====== TEXT FOR ANALYSIS ======

Girls ‘started puberty EARLIER during Covid’ as scientists blame unhealthier lifestyles in pandemic lockdowns
- Two girls a month diagnosed with ‘rapidly progressive’ early puberty pre-Covid
- But, between March 2020 and June 2021, that leapt to almost four girls a month
A soaring number of girls started puberty early during the pandemic, which could be due to stress or reduced physical activity,
A study looked at 133 girls in Italy referred to a specialist paediatric unit because their chest had started developing before the age of eight.
In the four years before the pandemic, from January 2016 to March 2020, 72 girls were diagnosed with ‘rapidly progressive’ early puberty — where, for example, their height was increasing far too fast or they had a high level of hormones linked to adolescence.
That meant less than two girls a month were being identified as rapidly going through puberty far too young.
But, in the shorter period between March 2020 and June 2021, that had leapt to almost four girls a month being diagnosed — 61 in total.
There is a significant lack of knowledge about the causes of children going through puberty early, but some experts have suggested the blue light from screens and a lack of exercise could disrupt girls’ normal hormonal development
Researchers note that during this period, when Italy, like the UK, was largely living under lockdowns, the girls seen spent an average of two hours a day using electronic devices, and 88.5 per cent ceased all physical activity.
There is a significant lack of knowledge about the causes of children going through puberty early, but some experts have suggested the blue light from screens and a lack of exercise could disrupt girls’ normal hormonal development.

======

• [SET OF TASKS]
- A) Reproduce the part of the article on early puberty during Covid from "Girls ‘started puberty" to "age of eight.".
- B) In the article on early puberty during Covid, how does it arrive at the figure of less than two girls a month before the pandemic? Answer in one to three sentences.
- C) Extend the article on early puberty during Covid, starting after its last sentence.
The lines after this point are unrelated to the article on early puberty during Covid.

====== DATASET CONTENT ======

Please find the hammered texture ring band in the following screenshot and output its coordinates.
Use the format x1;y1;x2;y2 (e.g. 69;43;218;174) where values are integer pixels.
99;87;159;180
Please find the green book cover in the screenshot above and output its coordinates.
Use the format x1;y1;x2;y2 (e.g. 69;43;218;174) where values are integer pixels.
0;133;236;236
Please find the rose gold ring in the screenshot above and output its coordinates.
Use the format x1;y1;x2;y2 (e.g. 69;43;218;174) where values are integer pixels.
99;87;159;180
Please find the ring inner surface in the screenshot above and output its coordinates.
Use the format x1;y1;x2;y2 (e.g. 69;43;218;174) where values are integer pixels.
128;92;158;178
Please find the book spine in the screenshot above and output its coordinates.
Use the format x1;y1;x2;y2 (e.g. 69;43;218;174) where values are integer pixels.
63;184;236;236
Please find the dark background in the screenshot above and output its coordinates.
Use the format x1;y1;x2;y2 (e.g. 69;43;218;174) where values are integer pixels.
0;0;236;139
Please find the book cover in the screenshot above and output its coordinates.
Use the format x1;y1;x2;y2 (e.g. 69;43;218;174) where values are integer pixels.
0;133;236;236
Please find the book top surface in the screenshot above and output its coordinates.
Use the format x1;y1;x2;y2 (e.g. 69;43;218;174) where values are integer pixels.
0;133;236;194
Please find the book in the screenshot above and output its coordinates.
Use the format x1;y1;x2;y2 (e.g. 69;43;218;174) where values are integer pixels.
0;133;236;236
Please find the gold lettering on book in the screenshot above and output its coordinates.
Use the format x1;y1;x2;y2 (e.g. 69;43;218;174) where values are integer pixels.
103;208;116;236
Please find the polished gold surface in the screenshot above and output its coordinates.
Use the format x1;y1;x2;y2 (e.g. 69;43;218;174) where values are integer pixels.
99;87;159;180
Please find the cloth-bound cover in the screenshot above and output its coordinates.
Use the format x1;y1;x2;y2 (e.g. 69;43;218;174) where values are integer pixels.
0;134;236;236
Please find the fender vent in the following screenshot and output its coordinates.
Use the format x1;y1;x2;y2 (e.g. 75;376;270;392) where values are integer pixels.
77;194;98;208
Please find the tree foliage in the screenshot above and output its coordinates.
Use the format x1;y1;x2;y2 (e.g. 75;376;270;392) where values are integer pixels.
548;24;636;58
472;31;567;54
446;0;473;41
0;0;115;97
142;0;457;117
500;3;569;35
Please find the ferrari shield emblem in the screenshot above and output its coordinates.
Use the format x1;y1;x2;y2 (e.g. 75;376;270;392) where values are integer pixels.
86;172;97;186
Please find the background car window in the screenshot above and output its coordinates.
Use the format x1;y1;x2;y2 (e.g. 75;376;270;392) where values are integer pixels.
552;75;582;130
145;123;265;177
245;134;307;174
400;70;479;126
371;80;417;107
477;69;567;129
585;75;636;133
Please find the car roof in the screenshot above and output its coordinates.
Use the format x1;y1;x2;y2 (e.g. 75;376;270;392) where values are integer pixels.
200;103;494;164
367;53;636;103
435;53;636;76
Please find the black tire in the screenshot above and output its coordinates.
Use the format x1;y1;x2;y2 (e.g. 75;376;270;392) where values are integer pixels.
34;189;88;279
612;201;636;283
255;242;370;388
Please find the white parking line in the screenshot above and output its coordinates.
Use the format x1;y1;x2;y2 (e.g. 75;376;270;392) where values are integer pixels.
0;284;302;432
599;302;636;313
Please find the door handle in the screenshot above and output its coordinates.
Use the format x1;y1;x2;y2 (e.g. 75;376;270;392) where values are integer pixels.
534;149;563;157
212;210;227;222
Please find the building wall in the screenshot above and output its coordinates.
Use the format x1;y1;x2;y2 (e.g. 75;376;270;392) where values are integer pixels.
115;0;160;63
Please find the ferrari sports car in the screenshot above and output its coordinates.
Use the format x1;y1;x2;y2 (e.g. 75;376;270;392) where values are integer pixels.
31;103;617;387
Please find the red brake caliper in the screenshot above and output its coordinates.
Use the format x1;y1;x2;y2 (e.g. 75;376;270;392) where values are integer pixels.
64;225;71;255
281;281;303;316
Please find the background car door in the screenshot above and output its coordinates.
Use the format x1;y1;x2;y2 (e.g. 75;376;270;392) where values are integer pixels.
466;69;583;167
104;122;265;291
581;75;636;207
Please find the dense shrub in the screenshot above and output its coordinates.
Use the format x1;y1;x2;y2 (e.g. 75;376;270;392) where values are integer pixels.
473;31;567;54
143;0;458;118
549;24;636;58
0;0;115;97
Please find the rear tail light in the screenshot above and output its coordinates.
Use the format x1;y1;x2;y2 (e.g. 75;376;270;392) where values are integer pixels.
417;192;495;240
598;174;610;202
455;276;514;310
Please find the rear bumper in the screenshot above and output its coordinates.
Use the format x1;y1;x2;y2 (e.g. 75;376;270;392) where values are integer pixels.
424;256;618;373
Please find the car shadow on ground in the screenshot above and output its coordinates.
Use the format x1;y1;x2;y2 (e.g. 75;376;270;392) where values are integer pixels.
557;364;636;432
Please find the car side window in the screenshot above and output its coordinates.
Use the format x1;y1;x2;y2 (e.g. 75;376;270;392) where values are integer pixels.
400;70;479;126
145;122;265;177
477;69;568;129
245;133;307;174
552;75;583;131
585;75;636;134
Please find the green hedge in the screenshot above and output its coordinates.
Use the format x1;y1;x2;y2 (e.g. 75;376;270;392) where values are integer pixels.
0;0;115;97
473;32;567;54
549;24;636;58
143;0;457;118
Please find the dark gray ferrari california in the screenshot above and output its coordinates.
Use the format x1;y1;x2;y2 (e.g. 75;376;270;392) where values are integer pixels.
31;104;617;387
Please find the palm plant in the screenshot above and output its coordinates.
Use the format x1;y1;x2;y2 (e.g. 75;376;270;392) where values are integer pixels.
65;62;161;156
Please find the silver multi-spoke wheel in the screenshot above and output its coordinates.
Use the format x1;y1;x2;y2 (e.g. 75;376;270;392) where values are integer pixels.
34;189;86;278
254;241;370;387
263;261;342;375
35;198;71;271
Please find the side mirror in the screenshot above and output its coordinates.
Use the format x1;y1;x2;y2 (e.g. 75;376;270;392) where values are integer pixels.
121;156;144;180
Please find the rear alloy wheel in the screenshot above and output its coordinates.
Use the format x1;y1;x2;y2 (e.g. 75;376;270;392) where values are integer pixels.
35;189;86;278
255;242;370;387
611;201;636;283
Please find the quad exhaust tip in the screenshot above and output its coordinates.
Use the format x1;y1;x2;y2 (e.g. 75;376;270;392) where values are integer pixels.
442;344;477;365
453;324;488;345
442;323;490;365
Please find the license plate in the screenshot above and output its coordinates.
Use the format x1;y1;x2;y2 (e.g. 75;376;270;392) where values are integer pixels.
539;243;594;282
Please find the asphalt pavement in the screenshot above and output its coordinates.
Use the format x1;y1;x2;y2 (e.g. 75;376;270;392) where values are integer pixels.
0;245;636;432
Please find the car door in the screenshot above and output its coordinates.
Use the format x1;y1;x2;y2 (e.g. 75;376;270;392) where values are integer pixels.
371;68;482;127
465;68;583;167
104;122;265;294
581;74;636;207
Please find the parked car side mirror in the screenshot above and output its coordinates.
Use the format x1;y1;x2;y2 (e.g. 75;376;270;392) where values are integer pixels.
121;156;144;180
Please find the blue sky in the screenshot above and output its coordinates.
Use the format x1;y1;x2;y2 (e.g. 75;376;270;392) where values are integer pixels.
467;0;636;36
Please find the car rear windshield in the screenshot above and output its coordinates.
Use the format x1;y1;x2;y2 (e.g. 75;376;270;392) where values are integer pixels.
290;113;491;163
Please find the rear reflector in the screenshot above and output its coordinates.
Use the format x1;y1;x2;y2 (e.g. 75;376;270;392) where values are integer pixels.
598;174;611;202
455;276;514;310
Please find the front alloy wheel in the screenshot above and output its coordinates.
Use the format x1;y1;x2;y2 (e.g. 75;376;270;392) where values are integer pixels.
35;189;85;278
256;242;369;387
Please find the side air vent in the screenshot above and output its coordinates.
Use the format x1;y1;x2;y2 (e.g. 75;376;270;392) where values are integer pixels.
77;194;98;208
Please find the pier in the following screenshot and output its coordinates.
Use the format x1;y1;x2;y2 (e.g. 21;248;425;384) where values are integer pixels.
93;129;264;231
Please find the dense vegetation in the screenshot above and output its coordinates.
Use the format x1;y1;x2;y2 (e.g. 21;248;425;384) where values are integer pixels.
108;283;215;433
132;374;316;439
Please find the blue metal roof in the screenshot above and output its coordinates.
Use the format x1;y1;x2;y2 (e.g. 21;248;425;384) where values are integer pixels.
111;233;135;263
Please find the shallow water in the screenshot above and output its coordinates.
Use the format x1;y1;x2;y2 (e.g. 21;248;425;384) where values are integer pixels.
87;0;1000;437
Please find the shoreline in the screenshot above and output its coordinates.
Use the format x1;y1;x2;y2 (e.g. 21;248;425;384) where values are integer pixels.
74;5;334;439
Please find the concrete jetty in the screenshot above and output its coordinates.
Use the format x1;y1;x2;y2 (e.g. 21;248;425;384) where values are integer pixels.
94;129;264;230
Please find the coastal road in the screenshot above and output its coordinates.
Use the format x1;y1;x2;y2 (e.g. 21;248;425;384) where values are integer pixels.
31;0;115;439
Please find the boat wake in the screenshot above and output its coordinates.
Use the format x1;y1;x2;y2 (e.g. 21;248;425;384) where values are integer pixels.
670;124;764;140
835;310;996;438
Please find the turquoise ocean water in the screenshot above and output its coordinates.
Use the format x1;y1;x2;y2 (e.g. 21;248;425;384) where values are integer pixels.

======

• [ACTIVITY ANSWERS]
- A)
Girls ‘started puberty EARLIER during Covid’ as scientists blame unhealthier lifestyles in pandemic lockdowns
- Two girls a month diagnosed with ‘rapidly progressive’ early puberty pre-Covid
- But, between March 2020 and June 2021, that leapt to almost four girls a month
A soaring number of girls started puberty early during the pandemic, which could be due to stress or reduced physical activity,
A study looked at 133 girls in Italy referred to a specialist paediatric unit because their chest had started developing before the age of eight.

- B) The figure comes from the 72 girls diagnosed with "rapidly progressive" early puberty over the four years before the pandemic, from January 2016 to March 2020. Spread across that period, this works out to less than two girls a month.

- C)
Dr Mohamad Maghnie, who led the study from the University of Genoa and the Giannina Gaslini Institute in Italy, said: ‘The role of stress, social isolation, increased conflicts between parents, economic status and the increased use of hand and surface sanitisers represent potentially further interesting hypotheses as to why early puberty is increasing in youth.
‘There is an interesting evolutionary hypothesis that, when girls are very stressed, they have their period early in order to reproduce and protect the future of the species.’
What is precocious puberty in girls?
Early puberty, also called precocious puberty, is when girls have signs of puberty before the age of eight.
They may develop some signs of puberty at a young age, but not others.
For example, their period may start but they have no breast development.
Doctors don’t usually know what causes early puberty.
But it could be genetic or a problem with the brain, ovaries of thyroid gland.
A GP may recommend seeing a specialist if they think the cause should be investigated.
In some cases, doctors prescribe medication to reduce hormone levels and pause sexual development for a few years.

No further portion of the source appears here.